Can you repeat each of the items below word for word, leaving the pictures out?
┌────────
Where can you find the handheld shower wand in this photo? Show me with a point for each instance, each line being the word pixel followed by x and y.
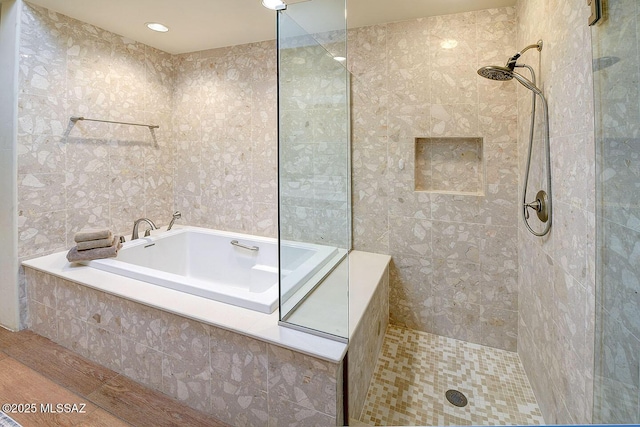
pixel 542 204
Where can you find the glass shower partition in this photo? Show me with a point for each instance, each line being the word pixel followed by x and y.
pixel 314 168
pixel 616 74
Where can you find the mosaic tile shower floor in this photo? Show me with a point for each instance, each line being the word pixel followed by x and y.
pixel 415 369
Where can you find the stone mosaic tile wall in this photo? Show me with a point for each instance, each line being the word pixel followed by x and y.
pixel 455 256
pixel 557 275
pixel 454 269
pixel 240 380
pixel 225 123
pixel 616 58
pixel 90 174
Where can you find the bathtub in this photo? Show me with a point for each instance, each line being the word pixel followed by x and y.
└────────
## Task answer
Where can you find the handheld shower wand in this photo? Show me with a point for each instance, each line being the word pixel followed by x and y.
pixel 542 204
Where can you find the glass shower partition in this photo? Show me with a point for each instance, each line being the word pixel followed by x and y.
pixel 314 168
pixel 616 74
Where can you find the mosaic tile shower floor in this photo? Show me with a point for each instance, each line being the word pixel followed by x and y.
pixel 415 369
Where can you find the stone mosaic tile wall in this photo? Show me with a point for each instance, each line being the word pixel followed by x and y.
pixel 455 256
pixel 557 275
pixel 454 269
pixel 240 380
pixel 225 123
pixel 616 58
pixel 90 174
Where can you find the bathtub in this photo? Show me with a point for each instance, each line being the word pixel followed by x and y.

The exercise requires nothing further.